Request:
Render part of the records below as a numbered list, leaving out blank lines. Begin at the line that contains "window blind, each" and stop after the line that contains "column 313, row 239", and include nothing outside that span.

═══ Provided records

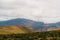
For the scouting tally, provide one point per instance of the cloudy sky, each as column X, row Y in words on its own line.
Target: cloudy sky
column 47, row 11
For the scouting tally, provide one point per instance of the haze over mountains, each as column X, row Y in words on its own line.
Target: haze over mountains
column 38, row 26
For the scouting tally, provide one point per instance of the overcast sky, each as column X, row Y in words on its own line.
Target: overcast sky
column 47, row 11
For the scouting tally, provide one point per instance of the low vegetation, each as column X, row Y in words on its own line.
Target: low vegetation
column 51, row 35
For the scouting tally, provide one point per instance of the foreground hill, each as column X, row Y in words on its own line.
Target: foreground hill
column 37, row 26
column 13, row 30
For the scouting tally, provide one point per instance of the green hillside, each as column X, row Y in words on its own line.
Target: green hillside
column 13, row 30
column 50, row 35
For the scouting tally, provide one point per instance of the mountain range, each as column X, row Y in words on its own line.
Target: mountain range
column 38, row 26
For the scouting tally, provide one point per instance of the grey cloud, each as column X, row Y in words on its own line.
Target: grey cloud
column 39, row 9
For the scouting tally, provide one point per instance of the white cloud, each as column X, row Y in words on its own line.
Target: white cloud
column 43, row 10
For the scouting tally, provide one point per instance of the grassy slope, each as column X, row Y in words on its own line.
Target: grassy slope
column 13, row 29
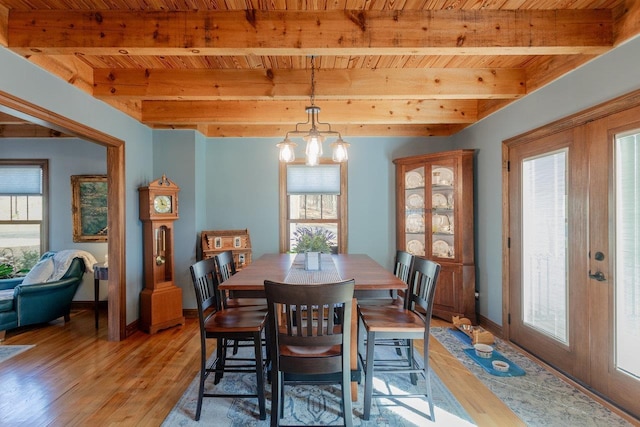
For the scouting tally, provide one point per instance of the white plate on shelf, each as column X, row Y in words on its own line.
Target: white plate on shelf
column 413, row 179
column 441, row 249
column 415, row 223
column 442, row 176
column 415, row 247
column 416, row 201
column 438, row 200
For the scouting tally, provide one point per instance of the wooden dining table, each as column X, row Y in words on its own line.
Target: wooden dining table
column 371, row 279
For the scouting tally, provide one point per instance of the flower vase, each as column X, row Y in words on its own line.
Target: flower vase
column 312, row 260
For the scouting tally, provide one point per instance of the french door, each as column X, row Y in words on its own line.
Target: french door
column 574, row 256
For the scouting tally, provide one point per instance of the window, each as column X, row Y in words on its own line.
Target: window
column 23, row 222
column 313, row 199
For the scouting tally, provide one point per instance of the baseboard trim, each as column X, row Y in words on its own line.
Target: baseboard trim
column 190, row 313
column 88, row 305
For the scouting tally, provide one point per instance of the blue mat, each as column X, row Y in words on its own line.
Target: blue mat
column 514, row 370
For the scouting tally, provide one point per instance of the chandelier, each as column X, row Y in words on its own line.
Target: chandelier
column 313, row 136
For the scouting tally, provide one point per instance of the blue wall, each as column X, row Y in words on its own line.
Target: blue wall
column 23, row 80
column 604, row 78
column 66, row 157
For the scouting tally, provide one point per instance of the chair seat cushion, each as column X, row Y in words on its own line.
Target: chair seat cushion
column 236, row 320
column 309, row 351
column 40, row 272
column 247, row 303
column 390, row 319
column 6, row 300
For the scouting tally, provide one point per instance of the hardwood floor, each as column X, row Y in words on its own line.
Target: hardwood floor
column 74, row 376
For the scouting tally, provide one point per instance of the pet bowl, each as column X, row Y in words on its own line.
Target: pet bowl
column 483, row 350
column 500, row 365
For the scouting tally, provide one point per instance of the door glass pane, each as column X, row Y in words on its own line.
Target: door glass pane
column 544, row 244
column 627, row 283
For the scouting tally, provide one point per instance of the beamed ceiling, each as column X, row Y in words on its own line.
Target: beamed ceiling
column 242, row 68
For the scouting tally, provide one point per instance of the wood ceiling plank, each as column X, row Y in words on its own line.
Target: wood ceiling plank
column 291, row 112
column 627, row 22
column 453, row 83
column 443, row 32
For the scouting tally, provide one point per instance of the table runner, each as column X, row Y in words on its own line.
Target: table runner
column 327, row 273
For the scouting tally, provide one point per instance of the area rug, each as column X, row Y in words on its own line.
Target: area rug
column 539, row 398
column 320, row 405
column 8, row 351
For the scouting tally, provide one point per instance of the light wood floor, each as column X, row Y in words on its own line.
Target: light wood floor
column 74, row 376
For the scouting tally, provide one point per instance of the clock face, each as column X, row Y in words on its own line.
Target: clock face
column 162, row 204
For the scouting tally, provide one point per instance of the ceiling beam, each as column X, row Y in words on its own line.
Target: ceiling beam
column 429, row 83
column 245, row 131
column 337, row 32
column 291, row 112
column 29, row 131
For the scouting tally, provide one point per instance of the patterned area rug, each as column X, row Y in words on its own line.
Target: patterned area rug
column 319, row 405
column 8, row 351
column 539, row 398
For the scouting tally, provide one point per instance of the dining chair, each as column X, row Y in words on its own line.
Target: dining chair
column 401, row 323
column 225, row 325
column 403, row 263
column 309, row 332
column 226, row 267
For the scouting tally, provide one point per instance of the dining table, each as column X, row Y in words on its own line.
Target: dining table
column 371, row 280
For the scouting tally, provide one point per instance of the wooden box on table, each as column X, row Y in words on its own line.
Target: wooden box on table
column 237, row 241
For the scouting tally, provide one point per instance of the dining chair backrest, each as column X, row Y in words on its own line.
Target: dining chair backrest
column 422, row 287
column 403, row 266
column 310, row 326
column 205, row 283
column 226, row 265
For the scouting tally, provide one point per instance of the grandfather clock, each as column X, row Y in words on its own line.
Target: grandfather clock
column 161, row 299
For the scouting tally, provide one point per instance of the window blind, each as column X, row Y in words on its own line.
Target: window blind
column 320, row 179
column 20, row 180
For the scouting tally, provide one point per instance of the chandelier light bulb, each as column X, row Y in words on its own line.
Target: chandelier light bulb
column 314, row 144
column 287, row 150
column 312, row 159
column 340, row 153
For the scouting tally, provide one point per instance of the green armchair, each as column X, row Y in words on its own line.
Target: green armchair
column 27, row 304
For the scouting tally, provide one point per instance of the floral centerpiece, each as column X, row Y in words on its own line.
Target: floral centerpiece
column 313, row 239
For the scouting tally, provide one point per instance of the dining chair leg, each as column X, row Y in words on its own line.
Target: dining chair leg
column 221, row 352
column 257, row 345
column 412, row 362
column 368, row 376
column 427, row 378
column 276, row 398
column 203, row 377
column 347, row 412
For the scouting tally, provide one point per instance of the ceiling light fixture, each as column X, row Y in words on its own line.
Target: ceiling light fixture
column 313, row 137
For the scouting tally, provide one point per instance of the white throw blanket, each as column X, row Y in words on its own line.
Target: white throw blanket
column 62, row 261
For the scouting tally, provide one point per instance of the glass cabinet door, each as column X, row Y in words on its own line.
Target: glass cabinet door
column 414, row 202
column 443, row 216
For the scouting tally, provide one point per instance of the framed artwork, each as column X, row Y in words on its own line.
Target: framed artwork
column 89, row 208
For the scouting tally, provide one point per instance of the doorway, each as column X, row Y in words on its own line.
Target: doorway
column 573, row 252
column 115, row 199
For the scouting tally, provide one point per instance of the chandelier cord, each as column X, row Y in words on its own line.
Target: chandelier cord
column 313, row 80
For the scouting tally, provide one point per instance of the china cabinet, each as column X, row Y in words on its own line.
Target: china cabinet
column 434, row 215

══════
═══ Provided records

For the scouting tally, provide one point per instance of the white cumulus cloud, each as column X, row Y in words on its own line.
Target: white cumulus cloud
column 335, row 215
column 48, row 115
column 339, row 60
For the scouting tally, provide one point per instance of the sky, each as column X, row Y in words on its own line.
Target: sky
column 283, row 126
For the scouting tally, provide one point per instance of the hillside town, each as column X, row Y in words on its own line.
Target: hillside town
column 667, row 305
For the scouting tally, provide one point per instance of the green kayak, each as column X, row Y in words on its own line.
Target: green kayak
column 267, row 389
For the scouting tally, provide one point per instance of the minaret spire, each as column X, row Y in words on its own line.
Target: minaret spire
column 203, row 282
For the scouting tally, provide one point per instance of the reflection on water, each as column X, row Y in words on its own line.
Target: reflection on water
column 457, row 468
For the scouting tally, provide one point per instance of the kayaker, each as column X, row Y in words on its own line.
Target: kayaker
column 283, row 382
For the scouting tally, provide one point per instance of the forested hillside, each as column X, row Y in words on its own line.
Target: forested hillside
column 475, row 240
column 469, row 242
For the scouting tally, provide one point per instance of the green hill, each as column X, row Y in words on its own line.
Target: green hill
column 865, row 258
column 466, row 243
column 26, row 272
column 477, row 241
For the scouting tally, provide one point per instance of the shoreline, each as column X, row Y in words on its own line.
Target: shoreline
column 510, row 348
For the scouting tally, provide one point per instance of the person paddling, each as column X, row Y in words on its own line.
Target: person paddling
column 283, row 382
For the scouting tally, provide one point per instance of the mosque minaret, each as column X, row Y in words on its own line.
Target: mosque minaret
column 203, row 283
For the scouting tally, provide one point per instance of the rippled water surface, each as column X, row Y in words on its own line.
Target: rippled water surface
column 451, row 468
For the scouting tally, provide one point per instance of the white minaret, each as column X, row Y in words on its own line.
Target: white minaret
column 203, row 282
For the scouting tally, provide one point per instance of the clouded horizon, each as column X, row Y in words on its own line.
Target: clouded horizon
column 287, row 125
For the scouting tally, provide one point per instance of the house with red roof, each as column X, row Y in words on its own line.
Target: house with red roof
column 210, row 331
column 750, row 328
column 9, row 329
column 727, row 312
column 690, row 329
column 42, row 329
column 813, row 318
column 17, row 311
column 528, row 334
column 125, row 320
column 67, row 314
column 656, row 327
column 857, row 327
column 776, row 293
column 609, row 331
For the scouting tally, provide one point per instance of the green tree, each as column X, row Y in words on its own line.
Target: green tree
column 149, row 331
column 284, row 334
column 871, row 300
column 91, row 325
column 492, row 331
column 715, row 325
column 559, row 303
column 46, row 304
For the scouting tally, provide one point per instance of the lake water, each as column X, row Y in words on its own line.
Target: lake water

══════

Solved exercise:
1. For the scouting tally, provide one point per instance of the window blind, each as column X, row Y in words on its own line.
2. Target: window blind
3. column 320, row 179
4. column 20, row 180
5. For the scouting tally, provide one point per instance of the chandelier light bulb, each as column X, row Y in words on its own line.
6. Target: chandelier light bulb
7. column 314, row 144
8. column 287, row 150
9. column 312, row 159
10. column 340, row 153
11. For the scouting tally, provide one point per instance of the green armchair, each as column X, row Y in words on its own line.
12. Target: green armchair
13. column 27, row 304
14. For the scouting tally, provide one point per instance of the floral centerpiece, each as column X, row Y in words on its own line.
15. Target: floral centerpiece
16. column 313, row 239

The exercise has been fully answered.